● **Descrição da tarefa**: Identifique cada linha dos registros abaixo em que aparece a palavra "strap" e copie essas linhas na íntegra.

● **Dados apresentados**:
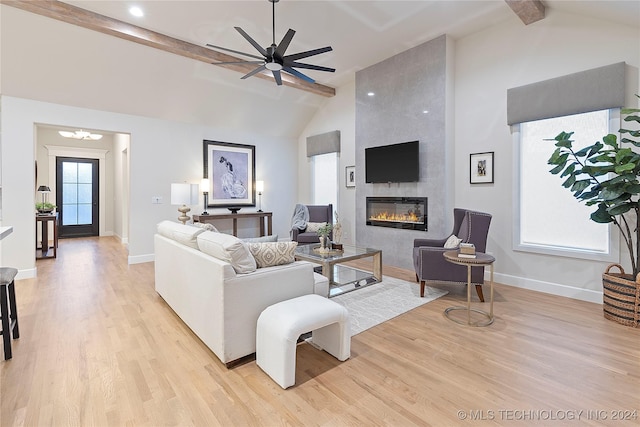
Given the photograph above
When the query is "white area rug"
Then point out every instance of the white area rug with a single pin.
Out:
(382, 301)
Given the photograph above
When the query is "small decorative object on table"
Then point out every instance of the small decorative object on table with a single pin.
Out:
(323, 234)
(45, 207)
(467, 250)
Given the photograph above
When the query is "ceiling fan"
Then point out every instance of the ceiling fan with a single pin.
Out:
(273, 57)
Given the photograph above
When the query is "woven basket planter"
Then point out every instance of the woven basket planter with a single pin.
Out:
(621, 297)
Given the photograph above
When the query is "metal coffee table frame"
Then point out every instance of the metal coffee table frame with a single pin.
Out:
(330, 261)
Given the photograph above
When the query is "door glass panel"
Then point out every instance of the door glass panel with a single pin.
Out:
(70, 215)
(84, 173)
(84, 214)
(84, 193)
(69, 194)
(77, 193)
(69, 172)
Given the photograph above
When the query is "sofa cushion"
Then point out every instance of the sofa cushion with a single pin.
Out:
(227, 248)
(313, 227)
(181, 233)
(273, 253)
(263, 239)
(204, 226)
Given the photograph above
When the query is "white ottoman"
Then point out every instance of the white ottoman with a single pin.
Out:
(280, 325)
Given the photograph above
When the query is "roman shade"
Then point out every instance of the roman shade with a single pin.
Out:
(596, 89)
(324, 143)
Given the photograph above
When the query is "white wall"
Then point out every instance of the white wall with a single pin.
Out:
(510, 55)
(161, 152)
(337, 113)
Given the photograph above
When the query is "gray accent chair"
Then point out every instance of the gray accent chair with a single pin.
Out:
(317, 213)
(430, 265)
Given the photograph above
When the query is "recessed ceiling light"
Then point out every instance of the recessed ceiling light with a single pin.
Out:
(136, 11)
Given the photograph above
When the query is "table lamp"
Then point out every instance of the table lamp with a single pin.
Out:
(183, 195)
(44, 190)
(259, 189)
(205, 190)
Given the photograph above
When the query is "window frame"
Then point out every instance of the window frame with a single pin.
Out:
(613, 252)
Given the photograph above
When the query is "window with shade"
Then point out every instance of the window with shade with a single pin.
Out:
(547, 218)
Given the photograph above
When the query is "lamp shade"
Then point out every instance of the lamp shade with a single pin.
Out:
(204, 185)
(184, 194)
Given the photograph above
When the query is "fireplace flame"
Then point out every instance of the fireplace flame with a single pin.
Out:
(395, 217)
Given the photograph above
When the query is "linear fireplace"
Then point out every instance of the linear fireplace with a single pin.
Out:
(409, 213)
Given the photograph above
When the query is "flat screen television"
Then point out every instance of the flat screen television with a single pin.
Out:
(392, 163)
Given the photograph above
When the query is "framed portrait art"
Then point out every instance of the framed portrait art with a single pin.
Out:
(350, 176)
(481, 168)
(231, 171)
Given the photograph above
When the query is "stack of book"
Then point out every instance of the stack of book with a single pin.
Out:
(467, 250)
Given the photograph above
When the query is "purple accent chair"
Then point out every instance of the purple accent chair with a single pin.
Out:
(431, 266)
(317, 213)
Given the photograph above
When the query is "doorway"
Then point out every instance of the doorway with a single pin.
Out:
(77, 199)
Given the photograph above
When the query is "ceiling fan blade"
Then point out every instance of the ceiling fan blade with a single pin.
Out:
(256, 71)
(252, 41)
(235, 51)
(238, 62)
(277, 76)
(298, 74)
(310, 66)
(284, 43)
(306, 54)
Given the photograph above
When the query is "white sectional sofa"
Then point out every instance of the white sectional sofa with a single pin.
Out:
(211, 282)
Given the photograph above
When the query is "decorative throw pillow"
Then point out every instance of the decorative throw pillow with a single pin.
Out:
(313, 227)
(452, 242)
(227, 248)
(180, 233)
(204, 226)
(273, 253)
(263, 239)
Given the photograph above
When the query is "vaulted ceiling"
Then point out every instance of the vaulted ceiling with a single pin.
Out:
(361, 33)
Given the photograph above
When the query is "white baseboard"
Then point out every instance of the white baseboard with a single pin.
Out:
(139, 259)
(547, 287)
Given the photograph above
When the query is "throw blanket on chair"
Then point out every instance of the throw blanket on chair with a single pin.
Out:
(300, 217)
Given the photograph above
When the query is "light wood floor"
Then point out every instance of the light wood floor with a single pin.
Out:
(99, 347)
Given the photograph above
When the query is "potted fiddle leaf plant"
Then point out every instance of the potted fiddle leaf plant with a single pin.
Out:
(606, 175)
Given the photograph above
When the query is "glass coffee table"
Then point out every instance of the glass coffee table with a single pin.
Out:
(343, 278)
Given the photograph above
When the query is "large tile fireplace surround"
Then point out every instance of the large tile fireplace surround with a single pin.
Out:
(409, 213)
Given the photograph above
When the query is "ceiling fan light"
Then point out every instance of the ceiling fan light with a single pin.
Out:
(273, 66)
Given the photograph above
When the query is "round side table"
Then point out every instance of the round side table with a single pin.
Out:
(481, 259)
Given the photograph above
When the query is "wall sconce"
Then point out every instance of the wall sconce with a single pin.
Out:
(259, 189)
(205, 190)
(44, 190)
(184, 194)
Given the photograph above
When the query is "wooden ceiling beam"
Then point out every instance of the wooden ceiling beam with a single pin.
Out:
(529, 11)
(103, 24)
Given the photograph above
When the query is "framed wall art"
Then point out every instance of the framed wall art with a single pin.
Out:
(350, 176)
(481, 168)
(231, 171)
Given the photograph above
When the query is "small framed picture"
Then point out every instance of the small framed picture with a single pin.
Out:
(481, 168)
(350, 176)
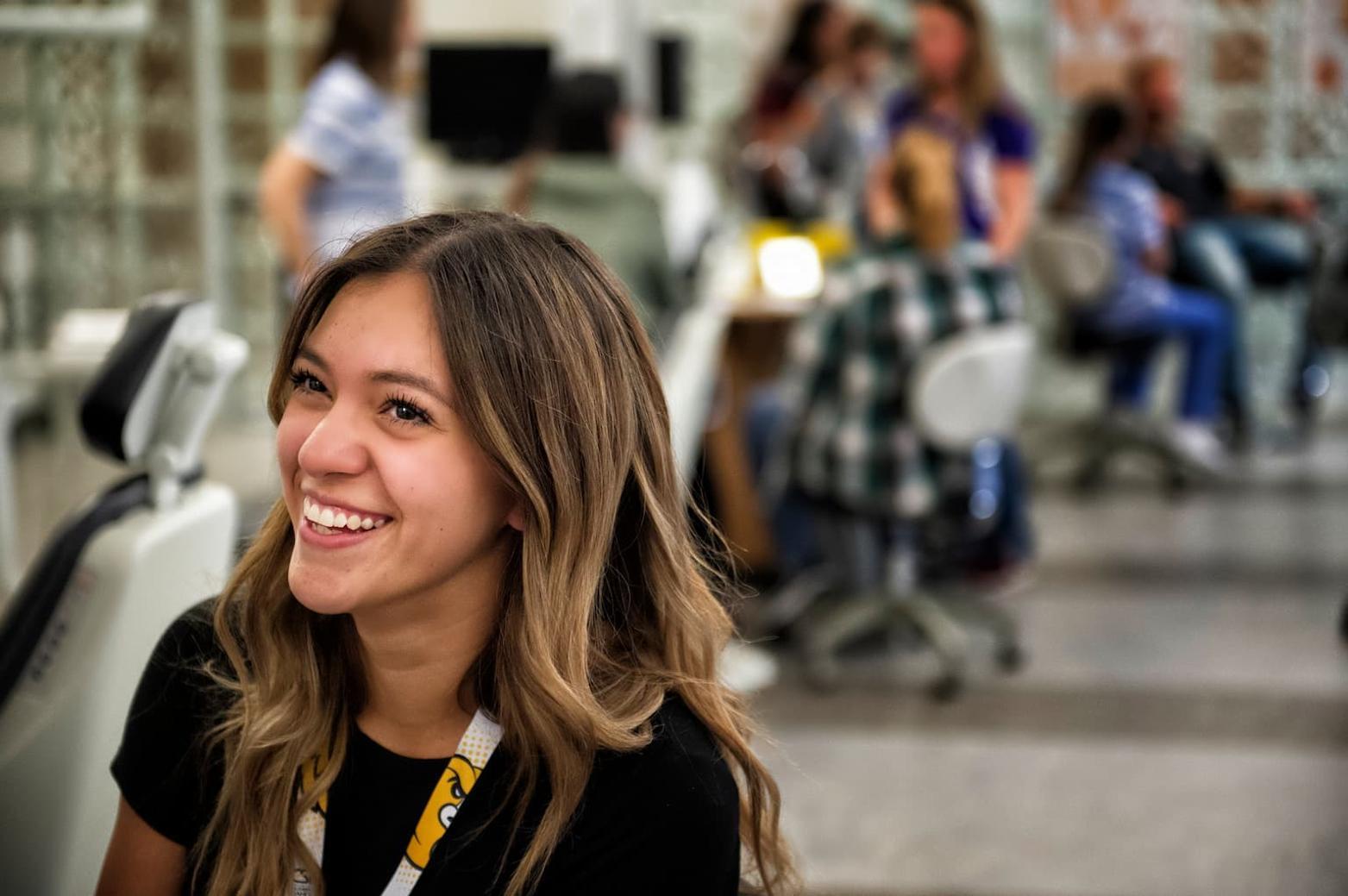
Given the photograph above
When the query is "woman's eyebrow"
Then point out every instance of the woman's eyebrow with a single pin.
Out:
(413, 380)
(313, 357)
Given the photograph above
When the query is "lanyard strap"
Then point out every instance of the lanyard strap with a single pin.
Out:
(452, 788)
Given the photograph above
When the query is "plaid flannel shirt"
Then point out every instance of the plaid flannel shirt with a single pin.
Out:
(847, 440)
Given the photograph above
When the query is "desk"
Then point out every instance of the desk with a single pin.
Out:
(752, 354)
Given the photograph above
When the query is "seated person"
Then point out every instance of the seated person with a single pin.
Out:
(795, 147)
(1141, 304)
(577, 185)
(848, 442)
(1224, 237)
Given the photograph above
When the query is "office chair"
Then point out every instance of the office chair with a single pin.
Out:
(1070, 259)
(965, 395)
(78, 630)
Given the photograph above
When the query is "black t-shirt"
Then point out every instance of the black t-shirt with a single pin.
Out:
(1190, 172)
(662, 819)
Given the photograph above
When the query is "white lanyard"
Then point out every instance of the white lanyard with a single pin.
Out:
(460, 774)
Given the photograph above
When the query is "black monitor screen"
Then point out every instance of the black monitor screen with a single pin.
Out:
(484, 100)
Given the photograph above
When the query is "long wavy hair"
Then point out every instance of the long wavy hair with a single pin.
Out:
(981, 78)
(608, 603)
(367, 33)
(1104, 122)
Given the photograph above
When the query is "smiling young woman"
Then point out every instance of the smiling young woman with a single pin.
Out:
(473, 647)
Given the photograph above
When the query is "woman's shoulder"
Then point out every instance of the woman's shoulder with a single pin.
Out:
(682, 766)
(165, 767)
(342, 83)
(666, 814)
(189, 644)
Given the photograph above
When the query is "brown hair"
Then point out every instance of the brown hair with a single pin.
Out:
(981, 79)
(367, 31)
(607, 605)
(867, 34)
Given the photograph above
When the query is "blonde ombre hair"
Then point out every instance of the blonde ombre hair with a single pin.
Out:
(607, 604)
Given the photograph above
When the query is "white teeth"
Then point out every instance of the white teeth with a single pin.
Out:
(328, 520)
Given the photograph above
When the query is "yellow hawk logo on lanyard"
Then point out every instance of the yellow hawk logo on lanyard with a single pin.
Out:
(455, 783)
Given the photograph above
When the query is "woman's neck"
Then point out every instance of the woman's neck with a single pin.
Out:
(416, 658)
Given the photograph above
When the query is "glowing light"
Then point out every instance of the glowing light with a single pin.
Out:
(790, 268)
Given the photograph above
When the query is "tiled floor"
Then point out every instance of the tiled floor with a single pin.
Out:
(1181, 730)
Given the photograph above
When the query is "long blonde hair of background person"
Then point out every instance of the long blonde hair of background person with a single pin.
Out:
(607, 601)
(981, 78)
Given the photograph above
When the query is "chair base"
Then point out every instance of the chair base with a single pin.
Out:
(940, 623)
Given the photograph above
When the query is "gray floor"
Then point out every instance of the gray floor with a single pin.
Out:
(1182, 728)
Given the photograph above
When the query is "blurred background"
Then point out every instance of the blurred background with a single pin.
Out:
(1003, 344)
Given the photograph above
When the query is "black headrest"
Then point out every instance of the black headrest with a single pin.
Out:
(117, 407)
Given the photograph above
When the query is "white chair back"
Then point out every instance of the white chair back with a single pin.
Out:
(972, 385)
(1070, 256)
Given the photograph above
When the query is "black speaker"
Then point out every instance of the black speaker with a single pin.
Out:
(670, 88)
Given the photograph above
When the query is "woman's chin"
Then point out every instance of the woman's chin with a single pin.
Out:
(323, 594)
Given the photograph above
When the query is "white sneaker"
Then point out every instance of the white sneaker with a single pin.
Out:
(747, 668)
(1197, 445)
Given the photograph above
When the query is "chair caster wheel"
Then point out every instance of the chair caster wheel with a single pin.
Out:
(823, 675)
(1010, 658)
(1089, 481)
(945, 689)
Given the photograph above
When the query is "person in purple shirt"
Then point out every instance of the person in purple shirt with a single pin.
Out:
(960, 96)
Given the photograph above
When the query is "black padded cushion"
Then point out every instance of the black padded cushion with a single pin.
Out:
(108, 400)
(35, 601)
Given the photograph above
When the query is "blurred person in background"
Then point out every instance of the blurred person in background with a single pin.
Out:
(576, 182)
(1142, 304)
(1226, 237)
(843, 442)
(960, 96)
(342, 170)
(799, 147)
(868, 69)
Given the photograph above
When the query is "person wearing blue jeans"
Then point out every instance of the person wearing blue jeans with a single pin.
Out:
(1141, 309)
(1204, 325)
(1226, 239)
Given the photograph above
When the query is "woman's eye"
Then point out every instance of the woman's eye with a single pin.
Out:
(406, 411)
(306, 381)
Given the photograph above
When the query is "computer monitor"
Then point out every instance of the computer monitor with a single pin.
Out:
(484, 98)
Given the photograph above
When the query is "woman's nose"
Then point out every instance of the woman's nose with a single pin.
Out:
(335, 446)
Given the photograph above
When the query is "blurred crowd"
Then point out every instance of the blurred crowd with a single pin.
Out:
(921, 157)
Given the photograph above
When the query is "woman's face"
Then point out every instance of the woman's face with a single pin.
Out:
(941, 45)
(831, 34)
(390, 496)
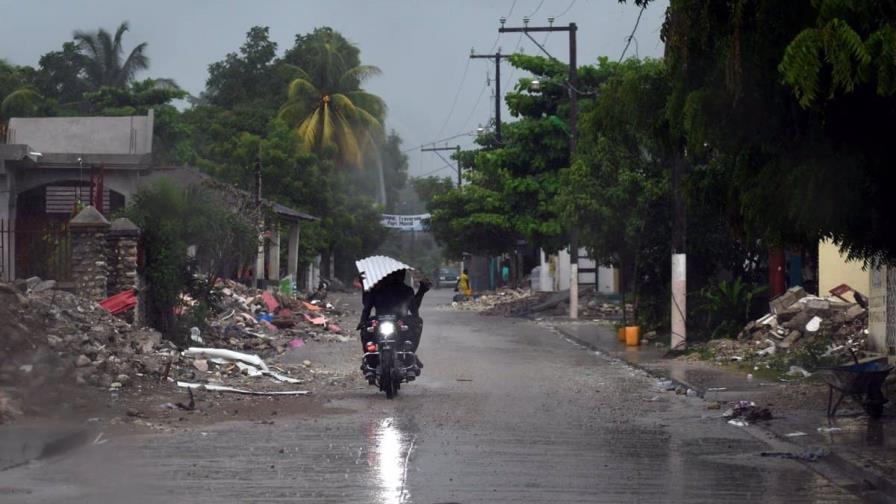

● **Resposta do exercício**:
When the query is "lanyard strap"
Then point out every instance of the lanyard strap with a single pin.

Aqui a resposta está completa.